Hablar sobre el
silencio ya es romperlo. Pensar sobre el silencio es vulnerarlo. Y, sin
embargo, sentir no es suficiente: pensar y hablar es nuestro modo de
apropiarnos de las cosas, de compartirlas, de recrearlas. Atrevámonos, pues, a
traicionar al silencio por un rato.
Somos seres gregarios
y ruidosos. Nuestra reunión consiste siempre en una algarabía. ¿Por qué no?
También las cataratas y los truenos son belleza resonante. Y las estrellas
mueren con un ruido mudo que sería mortal si no las envolviera el vacío.
Pero a veces el ruido
nos embota. El ruido omnipresente de las palabras, de las máquinas, de las
emociones, del formidable teatro de nuestra vida en común, llega a colmar
nuestro espacio. Demasiada exigencia, demasiado trasiego que nos ofusca.
Entonces, alejarnos de esa nube zumbadora y recogernos en una isla puede reavivar
nuestro ánimo aturdido.
La penumbra de una
tarde otoñal, aún no rasgada por el frío; el paseo invernal por una playa poco
concurrida, latiendo con las olas; un recodo del bosque donde los árboles nos
guarecen y atisbamos indicios de antiguas guaridas del misterio. No se puede
glosar cuánto de reparador, de reconciliador, de restituidor llega a haber en
estos ámbitos.
En el silencio, es
cierto, vendrán a nuestro encuentro otras agitaciones: los ruidos de dentro, a
veces más importunos, más abrumadores. En el silencio encuentran su oportunidad
los rumores de nuestros arroyos subterráneos: un temor contenido, una vieja
deuda que pasa cuentas, un anhelo que pide ser escuchado. También es sanador
dejar expresarse a nuestros sueños. ¡Bastante los acallamos en la confusión
cotidiana! El alma tiene que contarnos sus secretos.
Así, yo creo que en
el silencio hay más presencia que ausencia. El silencio es una oportunidad para
la atención, el reencuentro con la mirada interior, el brote de la ocurrencia
creativa. Hace falta espacio para que surja lo nuevo, o para que lo viejo nos
hable con palabras nuevas.

• _INFORMACIÓN MOSTRADA_:
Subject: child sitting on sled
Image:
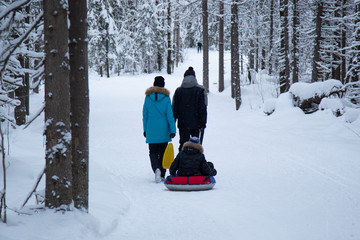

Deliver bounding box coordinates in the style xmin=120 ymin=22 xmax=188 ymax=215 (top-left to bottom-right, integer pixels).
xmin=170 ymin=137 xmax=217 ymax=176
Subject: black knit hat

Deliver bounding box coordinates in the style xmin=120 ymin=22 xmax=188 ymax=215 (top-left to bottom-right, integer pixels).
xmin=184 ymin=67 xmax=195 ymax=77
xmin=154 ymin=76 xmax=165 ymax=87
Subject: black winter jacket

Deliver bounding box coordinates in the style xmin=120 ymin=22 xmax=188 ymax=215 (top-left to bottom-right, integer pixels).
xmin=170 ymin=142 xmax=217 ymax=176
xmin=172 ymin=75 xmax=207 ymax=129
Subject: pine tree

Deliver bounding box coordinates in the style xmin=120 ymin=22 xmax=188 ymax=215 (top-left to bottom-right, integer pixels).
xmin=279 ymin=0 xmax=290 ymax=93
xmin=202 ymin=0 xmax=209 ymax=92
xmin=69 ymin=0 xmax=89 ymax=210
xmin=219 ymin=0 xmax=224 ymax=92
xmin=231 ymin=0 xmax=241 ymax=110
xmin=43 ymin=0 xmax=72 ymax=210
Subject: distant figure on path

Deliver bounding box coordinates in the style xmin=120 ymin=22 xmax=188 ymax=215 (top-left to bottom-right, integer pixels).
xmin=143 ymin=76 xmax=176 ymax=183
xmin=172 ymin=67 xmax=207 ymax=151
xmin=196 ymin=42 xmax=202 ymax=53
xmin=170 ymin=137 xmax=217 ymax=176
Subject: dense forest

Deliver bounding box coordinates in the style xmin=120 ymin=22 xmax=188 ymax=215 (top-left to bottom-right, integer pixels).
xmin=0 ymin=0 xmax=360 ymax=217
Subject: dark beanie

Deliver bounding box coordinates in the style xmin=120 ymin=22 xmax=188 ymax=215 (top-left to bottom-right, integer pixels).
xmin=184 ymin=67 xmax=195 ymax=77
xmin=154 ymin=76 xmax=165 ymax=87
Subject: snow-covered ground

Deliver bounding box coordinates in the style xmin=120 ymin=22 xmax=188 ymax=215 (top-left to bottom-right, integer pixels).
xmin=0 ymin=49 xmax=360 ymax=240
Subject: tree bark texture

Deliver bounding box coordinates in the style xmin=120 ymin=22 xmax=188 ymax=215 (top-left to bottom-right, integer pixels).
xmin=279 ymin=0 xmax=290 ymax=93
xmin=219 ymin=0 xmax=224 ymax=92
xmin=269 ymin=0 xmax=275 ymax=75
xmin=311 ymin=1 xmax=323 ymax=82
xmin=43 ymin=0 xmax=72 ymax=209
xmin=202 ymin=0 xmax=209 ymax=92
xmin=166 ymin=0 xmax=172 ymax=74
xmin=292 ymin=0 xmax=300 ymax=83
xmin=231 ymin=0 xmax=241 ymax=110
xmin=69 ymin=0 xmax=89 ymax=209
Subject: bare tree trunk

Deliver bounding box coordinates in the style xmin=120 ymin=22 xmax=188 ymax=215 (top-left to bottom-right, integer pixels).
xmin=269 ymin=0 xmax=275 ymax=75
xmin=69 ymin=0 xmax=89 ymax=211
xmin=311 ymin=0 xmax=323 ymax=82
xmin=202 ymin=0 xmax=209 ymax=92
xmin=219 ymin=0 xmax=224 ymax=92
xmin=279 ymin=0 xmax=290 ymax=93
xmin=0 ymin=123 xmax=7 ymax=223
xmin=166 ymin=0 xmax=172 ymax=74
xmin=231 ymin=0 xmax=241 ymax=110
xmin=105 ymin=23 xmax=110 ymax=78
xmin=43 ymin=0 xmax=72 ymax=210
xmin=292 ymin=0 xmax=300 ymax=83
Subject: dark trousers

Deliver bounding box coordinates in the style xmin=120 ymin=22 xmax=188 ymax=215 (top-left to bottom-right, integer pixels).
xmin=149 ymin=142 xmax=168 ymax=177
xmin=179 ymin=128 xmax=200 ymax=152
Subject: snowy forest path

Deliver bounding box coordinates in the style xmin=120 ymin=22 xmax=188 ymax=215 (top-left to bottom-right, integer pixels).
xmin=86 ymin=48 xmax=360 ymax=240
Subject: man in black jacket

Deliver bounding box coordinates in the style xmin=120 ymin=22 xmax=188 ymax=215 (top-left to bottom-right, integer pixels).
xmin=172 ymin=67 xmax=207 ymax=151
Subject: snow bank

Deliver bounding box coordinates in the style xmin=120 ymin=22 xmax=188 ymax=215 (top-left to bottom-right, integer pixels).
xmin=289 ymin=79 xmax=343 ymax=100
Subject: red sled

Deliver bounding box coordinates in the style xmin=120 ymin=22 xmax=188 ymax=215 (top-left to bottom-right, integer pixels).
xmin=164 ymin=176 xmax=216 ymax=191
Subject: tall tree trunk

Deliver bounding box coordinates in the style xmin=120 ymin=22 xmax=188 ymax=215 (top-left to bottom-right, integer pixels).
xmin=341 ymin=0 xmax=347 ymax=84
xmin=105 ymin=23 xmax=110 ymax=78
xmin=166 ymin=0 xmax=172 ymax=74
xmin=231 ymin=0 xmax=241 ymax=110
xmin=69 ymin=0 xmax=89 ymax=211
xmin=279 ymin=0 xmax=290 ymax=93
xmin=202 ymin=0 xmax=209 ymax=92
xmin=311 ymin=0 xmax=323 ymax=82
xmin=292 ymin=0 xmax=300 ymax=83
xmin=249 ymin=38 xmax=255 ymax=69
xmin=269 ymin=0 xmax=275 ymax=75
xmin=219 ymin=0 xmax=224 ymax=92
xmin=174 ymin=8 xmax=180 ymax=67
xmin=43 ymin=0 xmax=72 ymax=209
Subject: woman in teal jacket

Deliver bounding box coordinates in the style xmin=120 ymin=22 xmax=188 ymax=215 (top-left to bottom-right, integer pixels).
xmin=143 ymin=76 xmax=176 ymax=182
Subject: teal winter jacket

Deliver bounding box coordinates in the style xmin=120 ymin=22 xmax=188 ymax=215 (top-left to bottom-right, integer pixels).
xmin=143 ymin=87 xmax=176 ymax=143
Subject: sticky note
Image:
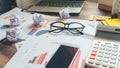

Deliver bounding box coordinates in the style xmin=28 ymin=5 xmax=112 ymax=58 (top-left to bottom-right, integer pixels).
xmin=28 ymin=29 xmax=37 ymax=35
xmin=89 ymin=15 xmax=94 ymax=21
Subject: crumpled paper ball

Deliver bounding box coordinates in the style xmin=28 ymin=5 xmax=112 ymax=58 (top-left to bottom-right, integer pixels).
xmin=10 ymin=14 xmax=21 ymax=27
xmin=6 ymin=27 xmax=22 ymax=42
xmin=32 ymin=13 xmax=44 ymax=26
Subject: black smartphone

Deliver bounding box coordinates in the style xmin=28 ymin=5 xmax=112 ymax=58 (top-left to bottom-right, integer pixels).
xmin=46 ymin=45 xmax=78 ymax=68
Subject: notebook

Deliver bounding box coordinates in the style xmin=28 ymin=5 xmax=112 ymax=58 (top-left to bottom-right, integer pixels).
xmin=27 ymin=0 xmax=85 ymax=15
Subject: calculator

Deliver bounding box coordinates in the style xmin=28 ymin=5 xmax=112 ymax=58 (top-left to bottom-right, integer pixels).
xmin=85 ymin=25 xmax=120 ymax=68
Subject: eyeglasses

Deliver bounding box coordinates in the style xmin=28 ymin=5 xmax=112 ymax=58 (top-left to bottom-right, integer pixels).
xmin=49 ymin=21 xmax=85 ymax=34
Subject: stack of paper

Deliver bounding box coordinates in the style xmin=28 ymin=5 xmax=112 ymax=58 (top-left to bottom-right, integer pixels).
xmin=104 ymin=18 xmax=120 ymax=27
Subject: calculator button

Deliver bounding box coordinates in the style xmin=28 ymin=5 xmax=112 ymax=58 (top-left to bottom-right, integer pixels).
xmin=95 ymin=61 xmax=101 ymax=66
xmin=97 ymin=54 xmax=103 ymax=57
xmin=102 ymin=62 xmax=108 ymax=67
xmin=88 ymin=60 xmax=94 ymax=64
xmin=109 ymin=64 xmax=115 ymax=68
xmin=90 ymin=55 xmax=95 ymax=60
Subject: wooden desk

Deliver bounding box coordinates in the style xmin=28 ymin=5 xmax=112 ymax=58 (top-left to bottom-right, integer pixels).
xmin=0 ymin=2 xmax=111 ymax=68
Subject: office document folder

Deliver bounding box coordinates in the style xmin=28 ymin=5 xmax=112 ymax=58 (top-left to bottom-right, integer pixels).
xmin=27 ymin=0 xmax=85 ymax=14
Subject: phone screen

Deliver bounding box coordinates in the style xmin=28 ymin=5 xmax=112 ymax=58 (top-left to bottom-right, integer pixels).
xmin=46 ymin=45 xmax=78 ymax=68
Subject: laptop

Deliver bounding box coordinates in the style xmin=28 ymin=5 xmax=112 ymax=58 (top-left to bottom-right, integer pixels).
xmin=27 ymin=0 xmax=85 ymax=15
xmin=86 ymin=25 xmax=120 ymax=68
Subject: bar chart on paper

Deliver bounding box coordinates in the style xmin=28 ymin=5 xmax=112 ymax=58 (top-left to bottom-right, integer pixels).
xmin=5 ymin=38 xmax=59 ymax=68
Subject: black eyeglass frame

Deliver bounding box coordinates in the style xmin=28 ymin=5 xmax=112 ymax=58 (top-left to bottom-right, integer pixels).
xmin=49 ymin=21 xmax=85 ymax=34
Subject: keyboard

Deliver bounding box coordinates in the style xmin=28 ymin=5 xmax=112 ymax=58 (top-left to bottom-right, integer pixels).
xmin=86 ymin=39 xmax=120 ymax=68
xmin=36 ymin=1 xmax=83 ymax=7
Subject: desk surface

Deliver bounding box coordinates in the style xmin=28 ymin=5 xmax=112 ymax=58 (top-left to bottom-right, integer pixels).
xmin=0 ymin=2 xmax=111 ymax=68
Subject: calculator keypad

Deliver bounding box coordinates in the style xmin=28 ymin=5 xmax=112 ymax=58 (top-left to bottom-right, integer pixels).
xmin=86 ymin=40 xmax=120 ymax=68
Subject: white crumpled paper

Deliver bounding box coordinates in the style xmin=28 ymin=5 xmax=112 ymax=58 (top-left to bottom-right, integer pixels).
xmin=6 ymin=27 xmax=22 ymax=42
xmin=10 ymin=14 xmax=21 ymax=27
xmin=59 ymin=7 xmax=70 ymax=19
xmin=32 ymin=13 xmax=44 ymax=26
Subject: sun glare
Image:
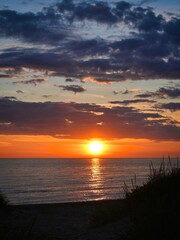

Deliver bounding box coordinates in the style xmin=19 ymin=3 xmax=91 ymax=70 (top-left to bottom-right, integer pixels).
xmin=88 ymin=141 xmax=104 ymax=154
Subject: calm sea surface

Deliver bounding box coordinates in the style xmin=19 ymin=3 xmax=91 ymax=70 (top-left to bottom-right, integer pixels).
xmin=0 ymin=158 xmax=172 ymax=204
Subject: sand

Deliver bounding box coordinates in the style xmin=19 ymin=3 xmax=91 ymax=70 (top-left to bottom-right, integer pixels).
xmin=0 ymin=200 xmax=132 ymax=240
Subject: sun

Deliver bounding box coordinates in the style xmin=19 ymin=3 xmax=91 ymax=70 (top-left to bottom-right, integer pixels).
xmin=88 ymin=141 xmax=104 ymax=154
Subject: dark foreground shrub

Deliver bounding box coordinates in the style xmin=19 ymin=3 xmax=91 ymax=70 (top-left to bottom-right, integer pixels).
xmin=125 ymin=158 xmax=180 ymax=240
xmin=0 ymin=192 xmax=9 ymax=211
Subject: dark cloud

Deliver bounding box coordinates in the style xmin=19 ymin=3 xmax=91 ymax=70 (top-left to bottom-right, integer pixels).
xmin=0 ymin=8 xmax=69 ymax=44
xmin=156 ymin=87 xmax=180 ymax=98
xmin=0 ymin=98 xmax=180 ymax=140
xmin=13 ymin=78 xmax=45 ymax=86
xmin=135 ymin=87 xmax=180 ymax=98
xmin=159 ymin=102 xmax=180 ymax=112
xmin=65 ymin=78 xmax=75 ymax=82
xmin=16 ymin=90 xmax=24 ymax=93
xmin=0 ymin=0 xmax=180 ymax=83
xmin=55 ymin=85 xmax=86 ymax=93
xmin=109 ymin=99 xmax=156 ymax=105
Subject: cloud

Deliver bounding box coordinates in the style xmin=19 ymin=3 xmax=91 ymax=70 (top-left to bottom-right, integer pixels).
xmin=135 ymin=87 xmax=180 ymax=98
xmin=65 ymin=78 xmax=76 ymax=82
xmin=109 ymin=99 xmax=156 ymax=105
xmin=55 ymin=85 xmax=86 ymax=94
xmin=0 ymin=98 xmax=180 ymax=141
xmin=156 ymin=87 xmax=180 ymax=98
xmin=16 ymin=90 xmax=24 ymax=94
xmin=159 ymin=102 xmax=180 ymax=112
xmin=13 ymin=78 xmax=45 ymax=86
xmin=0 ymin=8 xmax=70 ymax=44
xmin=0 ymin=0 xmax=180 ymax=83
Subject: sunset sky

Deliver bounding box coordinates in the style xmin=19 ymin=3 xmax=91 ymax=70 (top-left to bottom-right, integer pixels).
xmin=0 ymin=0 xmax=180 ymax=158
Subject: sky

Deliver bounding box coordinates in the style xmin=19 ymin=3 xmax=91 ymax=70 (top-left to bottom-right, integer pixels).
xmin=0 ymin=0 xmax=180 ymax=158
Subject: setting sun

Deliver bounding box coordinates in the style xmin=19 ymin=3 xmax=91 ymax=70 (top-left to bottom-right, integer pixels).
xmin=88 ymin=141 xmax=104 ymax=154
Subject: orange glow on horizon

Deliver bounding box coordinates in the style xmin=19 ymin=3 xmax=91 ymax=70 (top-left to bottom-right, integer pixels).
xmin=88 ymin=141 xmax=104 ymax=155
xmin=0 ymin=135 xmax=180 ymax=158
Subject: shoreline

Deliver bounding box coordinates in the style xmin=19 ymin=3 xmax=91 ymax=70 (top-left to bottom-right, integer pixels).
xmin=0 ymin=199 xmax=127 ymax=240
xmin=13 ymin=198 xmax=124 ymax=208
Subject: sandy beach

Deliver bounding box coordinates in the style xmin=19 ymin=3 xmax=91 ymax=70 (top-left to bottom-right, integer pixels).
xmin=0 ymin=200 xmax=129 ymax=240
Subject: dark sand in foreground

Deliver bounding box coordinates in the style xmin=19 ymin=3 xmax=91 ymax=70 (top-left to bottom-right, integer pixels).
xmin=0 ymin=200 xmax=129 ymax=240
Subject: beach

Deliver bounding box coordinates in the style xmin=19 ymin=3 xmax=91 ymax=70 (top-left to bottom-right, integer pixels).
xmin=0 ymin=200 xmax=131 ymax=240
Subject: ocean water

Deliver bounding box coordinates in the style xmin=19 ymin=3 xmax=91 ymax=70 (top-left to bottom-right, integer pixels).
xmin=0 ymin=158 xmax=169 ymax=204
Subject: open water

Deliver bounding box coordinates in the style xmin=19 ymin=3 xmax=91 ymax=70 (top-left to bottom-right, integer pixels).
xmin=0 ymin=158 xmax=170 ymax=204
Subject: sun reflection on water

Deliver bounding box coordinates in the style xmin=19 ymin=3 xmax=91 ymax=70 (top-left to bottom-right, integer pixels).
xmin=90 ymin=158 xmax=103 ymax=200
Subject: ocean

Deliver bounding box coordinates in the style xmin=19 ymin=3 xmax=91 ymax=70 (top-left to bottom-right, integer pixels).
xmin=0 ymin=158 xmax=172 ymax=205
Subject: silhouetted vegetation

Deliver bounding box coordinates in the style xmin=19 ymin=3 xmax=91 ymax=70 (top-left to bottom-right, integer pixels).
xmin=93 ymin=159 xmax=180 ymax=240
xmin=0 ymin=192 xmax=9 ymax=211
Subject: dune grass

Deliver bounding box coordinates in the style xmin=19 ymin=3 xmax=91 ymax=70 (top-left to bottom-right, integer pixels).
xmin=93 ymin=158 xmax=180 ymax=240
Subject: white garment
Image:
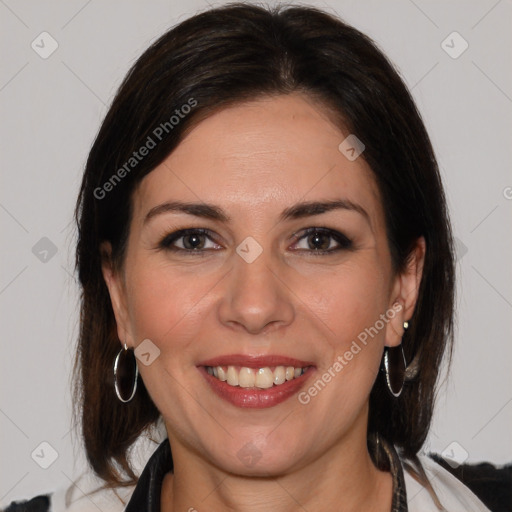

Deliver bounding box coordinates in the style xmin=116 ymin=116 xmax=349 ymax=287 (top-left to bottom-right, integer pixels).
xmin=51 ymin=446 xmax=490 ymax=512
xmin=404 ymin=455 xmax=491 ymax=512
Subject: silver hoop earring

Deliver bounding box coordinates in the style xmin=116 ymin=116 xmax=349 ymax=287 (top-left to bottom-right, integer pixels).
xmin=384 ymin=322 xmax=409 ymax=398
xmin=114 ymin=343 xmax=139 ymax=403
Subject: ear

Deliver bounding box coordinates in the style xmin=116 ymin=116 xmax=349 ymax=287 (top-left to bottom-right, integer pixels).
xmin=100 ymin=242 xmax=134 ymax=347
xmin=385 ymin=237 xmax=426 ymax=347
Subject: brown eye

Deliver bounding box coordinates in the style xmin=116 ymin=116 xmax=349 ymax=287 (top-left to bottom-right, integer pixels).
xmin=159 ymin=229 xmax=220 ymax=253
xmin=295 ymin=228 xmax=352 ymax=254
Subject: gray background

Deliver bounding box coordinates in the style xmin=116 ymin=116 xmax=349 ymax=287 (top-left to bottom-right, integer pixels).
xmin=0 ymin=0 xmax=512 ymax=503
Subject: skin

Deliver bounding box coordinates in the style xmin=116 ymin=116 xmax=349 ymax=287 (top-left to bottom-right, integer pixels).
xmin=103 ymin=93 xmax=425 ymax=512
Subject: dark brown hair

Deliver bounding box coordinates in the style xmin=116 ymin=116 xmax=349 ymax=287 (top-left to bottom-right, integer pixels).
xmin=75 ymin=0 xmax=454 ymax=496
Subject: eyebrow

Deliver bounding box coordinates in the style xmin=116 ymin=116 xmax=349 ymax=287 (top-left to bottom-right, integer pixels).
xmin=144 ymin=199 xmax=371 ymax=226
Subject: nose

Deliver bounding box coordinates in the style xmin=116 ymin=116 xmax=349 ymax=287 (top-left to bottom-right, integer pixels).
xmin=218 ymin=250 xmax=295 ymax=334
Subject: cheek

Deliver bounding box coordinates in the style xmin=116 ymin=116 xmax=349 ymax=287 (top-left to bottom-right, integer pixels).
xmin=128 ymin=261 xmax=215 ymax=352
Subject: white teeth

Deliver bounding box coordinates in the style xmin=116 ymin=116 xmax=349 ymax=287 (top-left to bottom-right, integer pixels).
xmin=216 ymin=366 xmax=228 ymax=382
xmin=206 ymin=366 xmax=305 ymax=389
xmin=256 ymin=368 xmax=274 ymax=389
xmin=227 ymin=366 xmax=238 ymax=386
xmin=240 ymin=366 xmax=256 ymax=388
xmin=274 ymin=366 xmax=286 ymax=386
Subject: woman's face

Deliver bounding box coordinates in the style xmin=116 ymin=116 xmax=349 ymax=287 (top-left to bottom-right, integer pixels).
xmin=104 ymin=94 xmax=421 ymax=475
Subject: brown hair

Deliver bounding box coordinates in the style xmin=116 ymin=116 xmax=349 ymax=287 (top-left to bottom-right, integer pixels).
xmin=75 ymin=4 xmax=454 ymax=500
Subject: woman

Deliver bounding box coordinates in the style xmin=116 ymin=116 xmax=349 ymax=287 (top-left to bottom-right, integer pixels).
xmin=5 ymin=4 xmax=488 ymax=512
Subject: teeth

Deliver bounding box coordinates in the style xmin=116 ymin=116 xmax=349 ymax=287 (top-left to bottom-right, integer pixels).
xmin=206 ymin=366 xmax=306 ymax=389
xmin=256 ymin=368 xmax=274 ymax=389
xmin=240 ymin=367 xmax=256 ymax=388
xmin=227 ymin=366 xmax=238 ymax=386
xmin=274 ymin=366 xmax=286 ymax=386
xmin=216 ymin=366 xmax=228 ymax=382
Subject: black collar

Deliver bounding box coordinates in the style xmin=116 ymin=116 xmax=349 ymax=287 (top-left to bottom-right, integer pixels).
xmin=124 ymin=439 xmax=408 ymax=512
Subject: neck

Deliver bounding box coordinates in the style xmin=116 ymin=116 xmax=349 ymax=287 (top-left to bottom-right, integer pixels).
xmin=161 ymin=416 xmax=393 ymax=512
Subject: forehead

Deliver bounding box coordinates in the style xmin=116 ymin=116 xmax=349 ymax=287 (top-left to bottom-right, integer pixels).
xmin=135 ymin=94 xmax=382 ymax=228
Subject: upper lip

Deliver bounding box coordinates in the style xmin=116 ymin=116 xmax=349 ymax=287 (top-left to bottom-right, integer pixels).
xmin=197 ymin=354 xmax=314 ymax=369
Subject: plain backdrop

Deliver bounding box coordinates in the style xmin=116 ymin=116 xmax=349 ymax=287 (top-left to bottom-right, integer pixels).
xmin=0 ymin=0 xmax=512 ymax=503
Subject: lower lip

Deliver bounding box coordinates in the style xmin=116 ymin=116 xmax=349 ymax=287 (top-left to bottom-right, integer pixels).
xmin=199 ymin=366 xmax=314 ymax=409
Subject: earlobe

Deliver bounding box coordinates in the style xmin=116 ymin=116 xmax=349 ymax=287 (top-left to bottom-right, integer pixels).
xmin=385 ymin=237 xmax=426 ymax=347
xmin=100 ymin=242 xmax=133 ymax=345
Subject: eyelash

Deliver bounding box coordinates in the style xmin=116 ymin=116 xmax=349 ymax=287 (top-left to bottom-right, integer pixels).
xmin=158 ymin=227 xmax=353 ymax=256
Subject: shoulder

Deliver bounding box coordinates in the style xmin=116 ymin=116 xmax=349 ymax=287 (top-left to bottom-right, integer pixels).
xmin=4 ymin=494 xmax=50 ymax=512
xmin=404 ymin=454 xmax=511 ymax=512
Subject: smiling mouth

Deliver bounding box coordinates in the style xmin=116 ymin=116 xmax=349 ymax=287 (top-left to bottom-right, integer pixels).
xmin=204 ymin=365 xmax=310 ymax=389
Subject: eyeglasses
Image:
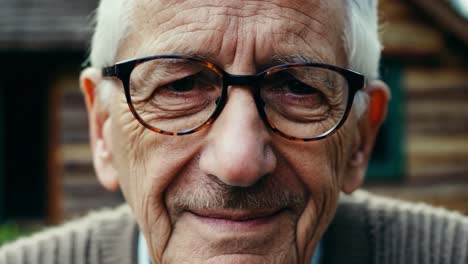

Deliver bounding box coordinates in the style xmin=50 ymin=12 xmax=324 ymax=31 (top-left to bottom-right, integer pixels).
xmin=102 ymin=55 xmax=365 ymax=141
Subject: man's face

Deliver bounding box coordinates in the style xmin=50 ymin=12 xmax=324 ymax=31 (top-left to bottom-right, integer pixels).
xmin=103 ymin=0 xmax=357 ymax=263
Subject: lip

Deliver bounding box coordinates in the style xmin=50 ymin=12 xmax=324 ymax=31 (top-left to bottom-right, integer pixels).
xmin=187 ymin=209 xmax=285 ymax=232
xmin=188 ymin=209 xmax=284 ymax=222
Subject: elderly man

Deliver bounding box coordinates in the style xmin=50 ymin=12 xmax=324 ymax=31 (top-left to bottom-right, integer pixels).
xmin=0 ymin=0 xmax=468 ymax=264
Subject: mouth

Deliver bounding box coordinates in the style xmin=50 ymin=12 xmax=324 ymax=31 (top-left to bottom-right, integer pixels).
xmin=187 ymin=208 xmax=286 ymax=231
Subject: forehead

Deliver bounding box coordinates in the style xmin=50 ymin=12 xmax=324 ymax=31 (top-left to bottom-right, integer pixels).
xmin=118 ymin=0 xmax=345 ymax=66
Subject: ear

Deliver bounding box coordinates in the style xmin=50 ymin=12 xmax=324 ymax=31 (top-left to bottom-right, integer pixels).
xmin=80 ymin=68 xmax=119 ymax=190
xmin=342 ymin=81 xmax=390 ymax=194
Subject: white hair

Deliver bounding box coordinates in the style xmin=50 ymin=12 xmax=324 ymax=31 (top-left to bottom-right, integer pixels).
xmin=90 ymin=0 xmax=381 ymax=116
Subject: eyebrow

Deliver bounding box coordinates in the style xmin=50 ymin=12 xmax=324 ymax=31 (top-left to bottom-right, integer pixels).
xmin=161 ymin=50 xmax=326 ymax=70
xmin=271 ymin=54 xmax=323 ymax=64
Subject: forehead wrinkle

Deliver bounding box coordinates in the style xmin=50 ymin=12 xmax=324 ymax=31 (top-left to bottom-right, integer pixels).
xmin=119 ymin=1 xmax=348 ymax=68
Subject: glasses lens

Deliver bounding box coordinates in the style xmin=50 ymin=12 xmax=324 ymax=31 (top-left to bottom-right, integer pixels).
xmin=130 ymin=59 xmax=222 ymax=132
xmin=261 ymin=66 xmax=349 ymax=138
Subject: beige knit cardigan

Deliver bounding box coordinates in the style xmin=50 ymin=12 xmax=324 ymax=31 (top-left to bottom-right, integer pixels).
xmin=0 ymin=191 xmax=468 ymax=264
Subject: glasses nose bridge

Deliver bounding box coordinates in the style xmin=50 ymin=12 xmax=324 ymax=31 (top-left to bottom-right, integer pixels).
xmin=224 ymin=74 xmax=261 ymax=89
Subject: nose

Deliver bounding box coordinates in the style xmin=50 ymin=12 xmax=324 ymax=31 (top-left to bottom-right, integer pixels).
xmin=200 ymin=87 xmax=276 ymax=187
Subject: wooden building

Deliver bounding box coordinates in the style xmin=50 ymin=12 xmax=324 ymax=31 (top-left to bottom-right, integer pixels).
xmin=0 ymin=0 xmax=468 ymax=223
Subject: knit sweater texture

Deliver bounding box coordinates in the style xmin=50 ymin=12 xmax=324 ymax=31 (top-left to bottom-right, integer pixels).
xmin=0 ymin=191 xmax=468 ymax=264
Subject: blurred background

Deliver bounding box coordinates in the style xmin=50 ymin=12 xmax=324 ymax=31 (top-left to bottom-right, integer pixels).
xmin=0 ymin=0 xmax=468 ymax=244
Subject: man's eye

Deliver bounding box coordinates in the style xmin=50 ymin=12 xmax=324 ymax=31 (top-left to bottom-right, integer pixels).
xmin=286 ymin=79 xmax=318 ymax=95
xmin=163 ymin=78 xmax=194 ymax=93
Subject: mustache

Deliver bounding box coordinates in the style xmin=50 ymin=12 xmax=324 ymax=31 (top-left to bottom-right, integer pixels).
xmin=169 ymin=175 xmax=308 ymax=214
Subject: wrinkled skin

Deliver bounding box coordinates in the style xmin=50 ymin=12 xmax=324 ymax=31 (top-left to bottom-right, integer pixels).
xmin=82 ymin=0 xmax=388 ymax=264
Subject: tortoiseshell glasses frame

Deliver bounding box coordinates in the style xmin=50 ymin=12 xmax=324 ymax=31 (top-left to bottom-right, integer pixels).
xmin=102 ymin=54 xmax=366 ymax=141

• _TAREAS_:
(a) Reproduce sin cambios un pasaje del texto sobre el silencio: empieza en las palabras "Pero a veces" y termina después de "estos ámbitos.".
(b) Escribe la continuación del texto sobre el silencio a partir de su última oración.

• _RESPUESTAS EN ORDEN_:
(a)
Pero a veces el ruido
nos embota. El ruido omnipresente de las palabras, de las máquinas, de las
emociones, del formidable teatro de nuestra vida en común, llega a colmar
nuestro espacio. Demasiada exigencia, demasiado trasiego que nos ofusca.
Entonces, alejarnos de esa nube zumbadora y recogernos en una isla puede reavivar
nuestro ánimo aturdido.
La penumbra de una
tarde otoñal, aún no rasgada por el frío; el paseo invernal por una playa poco
concurrida, latiendo con las olas; un recodo del bosque donde los árboles nos
guarecen y atisbamos indicios de antiguas guaridas del misterio. No se puede
glosar cuánto de reparador, de reconciliador, de restituidor llega a haber en
estos ámbitos.

(b)
Puede que esa novedad
nos dé miedo; así suele suceder con todo lo imprevisible, lo que amenaza con
rasgar la apelmazada urdimbre de nuestra cotidianidad. Tal vez por eso el
silencio nos cuesta tanto, y procuramos llenarlo de sonidos tranquilizadores.
En cuanto llegamos a casa ponemos música o encendemos la televisión; en los
bares nocturnos y en las discotecas, lugares adonde acudimos para
relacionarnos, la música suele atronar de tal modo que apenas se puede
conversar, o hay que hacerlo a gritos. Un súbito silencio en un encuentro nos
resulta incómodo: parece que la compañía tiene que estar siempre llena de
palabras. Y, sin embargo, ¿podría haber música o palabras sin un fondo de
silencio?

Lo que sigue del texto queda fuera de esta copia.